_TASK GOAL_
Pictures aside, write out the data exactly as it reads.

_MATERIAL FOR THE TASK_
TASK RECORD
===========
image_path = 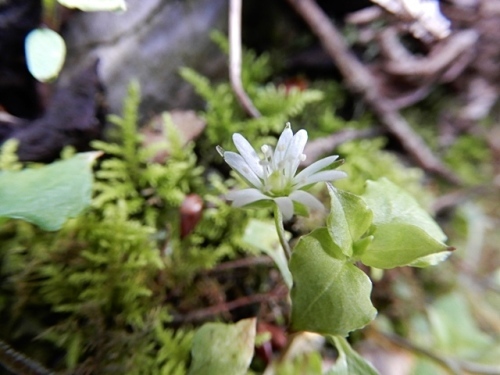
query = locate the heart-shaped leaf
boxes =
[359,178,453,268]
[188,318,256,375]
[290,228,376,336]
[0,152,100,231]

_RESULT_
TASK RECORD
===========
image_path = 
query = locate the heart-shaped leaf
boxes =
[359,178,453,268]
[188,318,256,375]
[290,228,376,336]
[0,152,100,231]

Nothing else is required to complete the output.